The Transformers Architecture in Detail - What’s the magic behind LLMs?

Publication

The Transformers architecture, introduced in 2017, revolutionized AI by using self-attention mechanisms, enabling models like GPT-3.5 to excel. This innovation has led to widespread adoption and transformative impacts. Key features include the encoder-decoder structure and multi-headed attention.

Our world has been undergoing a significant transformation since the launch of GPT-3.5. With a staggering 1 million users in less than a week, it became one of the fastest-adopted technologies globally, clearly set to revolutionise everything.

But how does this model work?

This is a common question among those curious about how Large Language Models or LLMs can generate natural language. The short answer is that these models are trained with vast amounts of data to excel in natural language processing.

The real magic, however, relies on the Transformer architecture.

First introduced in 2017 in the seminal paper "Attention is All You Need" by Google, the Transformer architecture underpins groundbreaking models like ChatGPT and many others like Mistral or Gemini, sparking a new wave of advancement in the AI field.

As one of the pivotal technologies driving the latest innovations, this article aims to explain the secrets behind the Transformer architecture.

So let’s try to discover it all together.

The Transformer concept

A transformer model is a type of neural network that excels at understanding the context of sequential data and generating new data from it. Initially developed to tackle sequence transduction tasks, such as neural machine translation, Transformers are designed to transform an input sequence into an output sequence.

This capability is the reason behind their name, "Transformers."

Transformers are considered an evolution of the encoder-decoder architecture. Unlike traditional encoder-decoder models that rely on Recurrent Neural Networks (RNNs) to process sequential information, Transformers don’t use recurrence.

This architecture is engineered to grasp context and meaning by examining the relationships between different elements within the data, thanks to a mathematical technique known as attention. This allows them to focus on relevant parts of the input sequence and understand the dependencies between them.

But before diving too deep into this architecture, let’s contextualize this technology.

Historical Background

Transformers, introduced in the groundbreaking 2017 Google research paper "Attention is All You Need," have become one of the most recent and influential advancements in ML. This seminal model, which marked a significant leap in both theoretical and practical terms, was initially implemented in TensorFlow's Tensor2Tensor package. The Harvard NLP group further contributed by providing an annotated guide to the paper along with a PyTorch implementation, making the concept accessible to a wider audience.

The introduction of Transformers triggered a major surge in the field of ML, often referred to as Transformer AI. This revolutionary model laid the groundwork for subsequent breakthroughs in LLMs, including BERT.

In 2020, OpenAI unveiled GPT-3, demonstrating its versatility by generating poems, programs, songs, websites, and more. This model captivated users worldwide within weeks, showcasing the expansive capabilities of Transformer models. By 2021, Stanford researchers had coined the term "foundation models" in a paper, underscoring the foundational impact of Transformers in reshaping AI. Their work highlighted how Transformer models have not only revolutionized the field but also expanded the boundaries of what is achievable in artificial intelligence, ushering in a new era of possibilities.

******

## Exercise requirements
**a)** In the Transformer article, which group provided an annotated guide to the 2017 paper along with a PyTorch implementation?
**b)** Write out the stretch of the Transformer article from "But before diving" through "a wider audience.", word for word.
**c)** Extend the Transformer article, picking up right after its last sentence.
The rows that follow have no connection to the Transformer article.

******

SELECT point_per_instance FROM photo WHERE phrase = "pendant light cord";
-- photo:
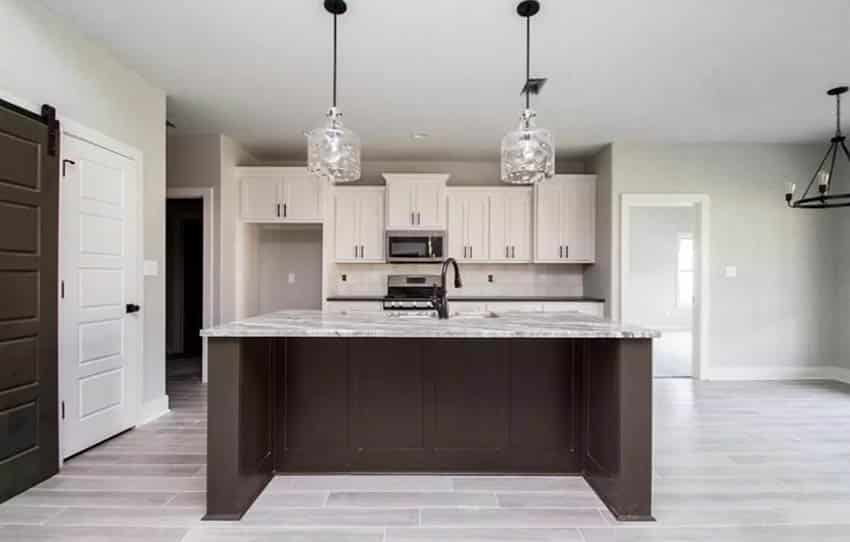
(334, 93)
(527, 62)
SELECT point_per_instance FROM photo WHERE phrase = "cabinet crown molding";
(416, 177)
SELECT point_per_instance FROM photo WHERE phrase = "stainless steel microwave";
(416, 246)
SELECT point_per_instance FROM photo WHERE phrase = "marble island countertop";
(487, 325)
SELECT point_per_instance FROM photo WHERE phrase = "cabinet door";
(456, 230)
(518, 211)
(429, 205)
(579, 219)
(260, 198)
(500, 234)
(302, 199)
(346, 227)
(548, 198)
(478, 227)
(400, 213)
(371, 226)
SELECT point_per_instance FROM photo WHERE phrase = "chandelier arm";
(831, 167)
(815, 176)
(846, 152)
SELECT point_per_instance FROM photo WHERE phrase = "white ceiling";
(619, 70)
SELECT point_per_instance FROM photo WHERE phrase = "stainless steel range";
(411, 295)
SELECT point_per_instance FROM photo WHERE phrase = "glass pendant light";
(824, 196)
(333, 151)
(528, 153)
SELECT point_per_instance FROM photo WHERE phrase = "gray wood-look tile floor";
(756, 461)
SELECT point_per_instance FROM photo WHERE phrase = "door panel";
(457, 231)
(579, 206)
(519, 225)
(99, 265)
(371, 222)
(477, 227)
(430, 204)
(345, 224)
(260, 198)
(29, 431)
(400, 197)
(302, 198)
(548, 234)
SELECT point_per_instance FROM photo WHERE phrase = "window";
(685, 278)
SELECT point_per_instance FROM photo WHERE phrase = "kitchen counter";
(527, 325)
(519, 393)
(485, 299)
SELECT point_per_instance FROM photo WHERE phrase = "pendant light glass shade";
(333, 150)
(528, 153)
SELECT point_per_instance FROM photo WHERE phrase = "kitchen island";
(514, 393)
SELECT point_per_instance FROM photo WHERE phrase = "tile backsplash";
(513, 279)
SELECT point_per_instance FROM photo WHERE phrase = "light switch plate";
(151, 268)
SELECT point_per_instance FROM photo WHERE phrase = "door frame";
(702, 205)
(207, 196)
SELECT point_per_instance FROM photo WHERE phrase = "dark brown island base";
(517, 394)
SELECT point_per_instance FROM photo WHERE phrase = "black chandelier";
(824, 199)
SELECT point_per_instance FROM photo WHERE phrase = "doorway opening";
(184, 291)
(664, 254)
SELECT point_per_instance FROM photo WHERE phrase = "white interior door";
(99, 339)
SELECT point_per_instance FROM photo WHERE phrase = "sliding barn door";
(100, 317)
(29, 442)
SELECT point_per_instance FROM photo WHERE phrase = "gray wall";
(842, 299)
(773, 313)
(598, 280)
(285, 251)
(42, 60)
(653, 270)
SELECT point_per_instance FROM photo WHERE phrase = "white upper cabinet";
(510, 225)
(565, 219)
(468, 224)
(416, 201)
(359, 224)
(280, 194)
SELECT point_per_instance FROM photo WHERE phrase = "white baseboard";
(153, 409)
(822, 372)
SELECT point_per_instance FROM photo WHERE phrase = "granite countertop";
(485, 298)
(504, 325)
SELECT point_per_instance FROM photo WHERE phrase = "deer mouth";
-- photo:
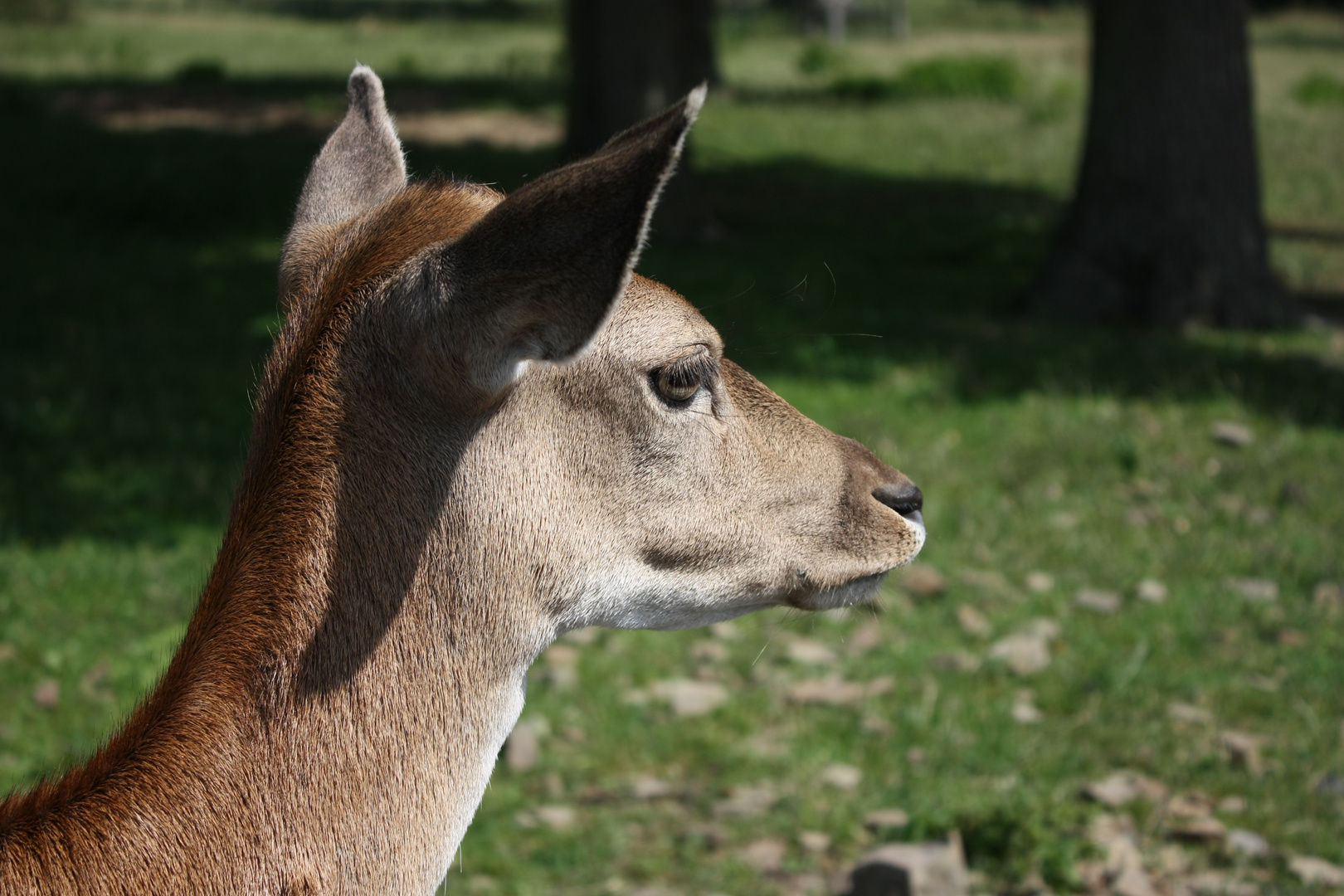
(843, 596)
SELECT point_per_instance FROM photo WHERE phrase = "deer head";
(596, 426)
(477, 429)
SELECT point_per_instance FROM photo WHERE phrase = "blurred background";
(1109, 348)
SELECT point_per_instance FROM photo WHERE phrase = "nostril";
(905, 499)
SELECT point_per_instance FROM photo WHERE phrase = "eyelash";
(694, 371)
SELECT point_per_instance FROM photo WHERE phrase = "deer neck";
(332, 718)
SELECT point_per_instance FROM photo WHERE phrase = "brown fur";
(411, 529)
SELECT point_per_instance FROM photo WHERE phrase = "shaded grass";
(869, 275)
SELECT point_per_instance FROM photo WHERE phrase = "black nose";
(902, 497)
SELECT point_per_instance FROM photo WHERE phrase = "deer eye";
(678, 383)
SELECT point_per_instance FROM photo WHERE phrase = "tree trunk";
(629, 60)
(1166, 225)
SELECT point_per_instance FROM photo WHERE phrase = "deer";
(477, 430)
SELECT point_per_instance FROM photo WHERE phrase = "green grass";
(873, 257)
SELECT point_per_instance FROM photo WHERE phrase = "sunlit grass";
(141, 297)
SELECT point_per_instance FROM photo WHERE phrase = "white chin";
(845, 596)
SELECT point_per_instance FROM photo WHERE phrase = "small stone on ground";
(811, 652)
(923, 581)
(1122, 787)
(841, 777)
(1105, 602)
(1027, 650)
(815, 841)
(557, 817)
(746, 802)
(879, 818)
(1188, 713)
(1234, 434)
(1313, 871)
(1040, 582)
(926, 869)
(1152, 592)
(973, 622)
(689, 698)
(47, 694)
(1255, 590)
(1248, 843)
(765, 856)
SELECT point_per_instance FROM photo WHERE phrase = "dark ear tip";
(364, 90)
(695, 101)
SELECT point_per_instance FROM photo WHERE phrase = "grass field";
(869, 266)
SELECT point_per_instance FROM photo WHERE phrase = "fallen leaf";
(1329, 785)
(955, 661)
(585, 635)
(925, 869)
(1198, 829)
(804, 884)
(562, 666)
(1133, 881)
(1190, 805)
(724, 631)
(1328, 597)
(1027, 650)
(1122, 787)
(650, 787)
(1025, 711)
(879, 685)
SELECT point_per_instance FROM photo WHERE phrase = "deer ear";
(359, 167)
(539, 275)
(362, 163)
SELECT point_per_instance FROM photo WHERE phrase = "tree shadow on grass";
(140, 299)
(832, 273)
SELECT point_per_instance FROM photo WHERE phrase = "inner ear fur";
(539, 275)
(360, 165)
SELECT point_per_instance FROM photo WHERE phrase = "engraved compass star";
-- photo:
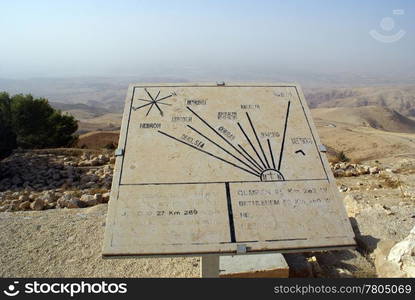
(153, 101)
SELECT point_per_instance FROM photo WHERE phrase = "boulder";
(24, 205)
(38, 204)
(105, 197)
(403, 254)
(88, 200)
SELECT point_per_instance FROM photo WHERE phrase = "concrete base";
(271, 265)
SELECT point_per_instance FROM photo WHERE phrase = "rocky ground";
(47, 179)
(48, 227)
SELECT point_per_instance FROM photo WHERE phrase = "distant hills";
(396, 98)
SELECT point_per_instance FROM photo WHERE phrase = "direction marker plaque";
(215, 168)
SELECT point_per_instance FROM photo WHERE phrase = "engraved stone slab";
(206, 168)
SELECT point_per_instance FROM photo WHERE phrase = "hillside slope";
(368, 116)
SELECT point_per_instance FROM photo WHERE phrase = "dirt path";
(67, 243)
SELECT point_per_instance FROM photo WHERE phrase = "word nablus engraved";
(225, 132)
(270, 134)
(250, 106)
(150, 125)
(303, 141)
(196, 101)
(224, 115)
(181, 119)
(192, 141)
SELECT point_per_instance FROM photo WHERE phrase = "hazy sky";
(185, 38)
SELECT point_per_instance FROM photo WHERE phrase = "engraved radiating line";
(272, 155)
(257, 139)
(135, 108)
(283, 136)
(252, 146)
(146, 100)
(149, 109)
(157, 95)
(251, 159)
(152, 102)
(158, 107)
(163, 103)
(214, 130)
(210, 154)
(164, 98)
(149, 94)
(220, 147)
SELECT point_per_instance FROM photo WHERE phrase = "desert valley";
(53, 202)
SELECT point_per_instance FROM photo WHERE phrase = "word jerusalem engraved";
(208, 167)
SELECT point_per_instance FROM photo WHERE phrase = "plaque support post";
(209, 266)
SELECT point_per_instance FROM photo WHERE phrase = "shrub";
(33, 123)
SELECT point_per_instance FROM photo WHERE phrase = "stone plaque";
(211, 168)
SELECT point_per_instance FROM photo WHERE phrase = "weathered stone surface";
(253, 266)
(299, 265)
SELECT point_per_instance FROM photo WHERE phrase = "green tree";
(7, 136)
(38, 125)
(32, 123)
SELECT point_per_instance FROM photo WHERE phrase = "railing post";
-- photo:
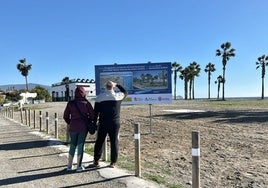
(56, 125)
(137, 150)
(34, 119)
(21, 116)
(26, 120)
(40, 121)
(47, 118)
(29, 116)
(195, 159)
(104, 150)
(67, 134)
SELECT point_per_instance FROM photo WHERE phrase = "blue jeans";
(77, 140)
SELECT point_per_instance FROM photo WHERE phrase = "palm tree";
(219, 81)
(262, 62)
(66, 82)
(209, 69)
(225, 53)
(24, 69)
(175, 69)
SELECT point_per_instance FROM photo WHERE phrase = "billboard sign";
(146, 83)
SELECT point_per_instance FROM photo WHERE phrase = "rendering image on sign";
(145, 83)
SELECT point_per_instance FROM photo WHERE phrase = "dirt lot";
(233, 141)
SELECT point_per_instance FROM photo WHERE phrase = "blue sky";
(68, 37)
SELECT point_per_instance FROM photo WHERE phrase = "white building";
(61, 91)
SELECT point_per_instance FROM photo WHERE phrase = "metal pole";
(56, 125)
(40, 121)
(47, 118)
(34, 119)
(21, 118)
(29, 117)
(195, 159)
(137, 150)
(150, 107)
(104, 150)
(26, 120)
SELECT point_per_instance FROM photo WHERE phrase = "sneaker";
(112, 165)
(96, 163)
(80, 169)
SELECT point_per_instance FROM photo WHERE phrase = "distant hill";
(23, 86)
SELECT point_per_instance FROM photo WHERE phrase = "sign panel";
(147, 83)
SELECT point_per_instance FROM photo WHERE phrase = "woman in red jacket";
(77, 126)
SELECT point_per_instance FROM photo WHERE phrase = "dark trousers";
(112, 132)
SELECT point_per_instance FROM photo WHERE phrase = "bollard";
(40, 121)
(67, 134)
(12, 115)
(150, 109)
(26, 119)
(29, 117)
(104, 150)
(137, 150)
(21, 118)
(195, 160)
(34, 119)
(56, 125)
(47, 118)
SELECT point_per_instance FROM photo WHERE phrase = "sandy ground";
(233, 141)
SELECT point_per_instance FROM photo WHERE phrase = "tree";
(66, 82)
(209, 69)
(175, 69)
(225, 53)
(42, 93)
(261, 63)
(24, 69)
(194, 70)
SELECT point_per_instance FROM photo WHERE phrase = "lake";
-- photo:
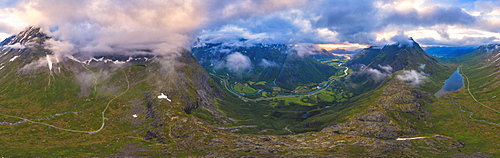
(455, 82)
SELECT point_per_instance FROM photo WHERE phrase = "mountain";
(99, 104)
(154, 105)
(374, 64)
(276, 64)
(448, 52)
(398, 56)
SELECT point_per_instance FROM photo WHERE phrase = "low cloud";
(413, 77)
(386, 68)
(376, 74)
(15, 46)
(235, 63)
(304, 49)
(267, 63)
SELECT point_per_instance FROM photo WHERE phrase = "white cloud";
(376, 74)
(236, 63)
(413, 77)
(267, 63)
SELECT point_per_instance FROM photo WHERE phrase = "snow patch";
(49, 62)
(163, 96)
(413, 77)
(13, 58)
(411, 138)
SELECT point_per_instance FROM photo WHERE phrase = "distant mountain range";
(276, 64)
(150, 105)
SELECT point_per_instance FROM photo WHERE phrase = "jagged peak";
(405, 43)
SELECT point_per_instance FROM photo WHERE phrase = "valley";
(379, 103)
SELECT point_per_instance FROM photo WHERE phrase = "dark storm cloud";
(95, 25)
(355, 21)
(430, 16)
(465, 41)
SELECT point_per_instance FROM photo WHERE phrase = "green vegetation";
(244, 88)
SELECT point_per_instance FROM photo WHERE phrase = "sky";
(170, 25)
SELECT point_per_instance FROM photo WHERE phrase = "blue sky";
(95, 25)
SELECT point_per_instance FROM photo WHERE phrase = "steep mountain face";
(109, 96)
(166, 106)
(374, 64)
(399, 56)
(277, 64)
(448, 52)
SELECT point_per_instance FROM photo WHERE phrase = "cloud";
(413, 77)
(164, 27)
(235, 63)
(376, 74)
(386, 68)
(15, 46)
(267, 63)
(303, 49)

******

## Answers to the exercise
**a)** The Harvard NLP group.

**b)**
But before diving too deep into this architecture, let’s contextualize this technology.

Historical Background

Transformers, introduced in the groundbreaking 2017 Google research paper "Attention is All You Need," have become one of the most recent and influential advancements in ML. This seminal model, which marked a significant leap in both theoretical and practical terms, was initially implemented in TensorFlow's Tensor2Tensor package. The Harvard NLP group further contributed by providing an annotated guide to the paper along with a PyTorch implementation, making the concept accessible to a wider audience.

**c)**
And this leads us to the following question…

What is the Transformer Architecture?

Transformers excel at converting NL input sequences into NL output sequences. They are the first transduction models to rely entirely on self-attention, computing representations of inputs and outputs without using sequence-aligned Recurrent Neural Networks (RNNs) or convolution.

If we think of a Transformer for language translation as a simple black box, it takes a sentence in one language, like Spanish, as input and outputs its translation in another language, such as English.

This process demonstrates the model's ability to handle complex translation tasks effectively by leveraging the power of self-attention. However, for now, we see the Transformer as a black box.

If we get a little bit closer, we observe that there are two main components:

1. The Encoder

This part takes our input and converts it into a matrix representation. For example, it processes the Spanish sentence "¿De quién es?" and transforms it into a structured format that captures the essence of the input.

2. The Decoder

This component receives the encoded representation and iteratively generates the output. In our case, it takes the encoded data and produces the translated sentence "Whose is it?" in English.

It is important noting that both the encoder and decoder are stacks comprising multiple layers, with each stack containing the same number of layers. Each encoder follows an identical structure, sequentially processing the input through each layer before passing it to the next. Similarly, each decoder follows a uniform structure, receiving input from the final encoder layer and the previous decoder layer.

The original Transformer architecture consisted of 6 encoders and 6 decoders, but this configuration is flexible. We can replicate as many layers as needed, so let's assume we have N layers for both the encoders and decoders.

Both the encoder and the decoder have an internal architecture that makes possible the generation of this natural language. So let’s try to understand the architecture that builds up both entities.

The Encoder

The encoder is a crucial part of the Transformer architecture. Its primary function is to convert input tokens into contextualized representations. Unlike earlier models that processed tokens in isolation, the Transformer encoder captures the context of each token within the entire sequence.

Its structure is composed of the following elements:

Let's break down the workflow into its most basic elements:

1.Preprocessing with Input Embedding and Positional Encoding

Input Embedding

The first step is to embed the input text so our model can handle it. This embedding process occurs only in the bottom-most encoder.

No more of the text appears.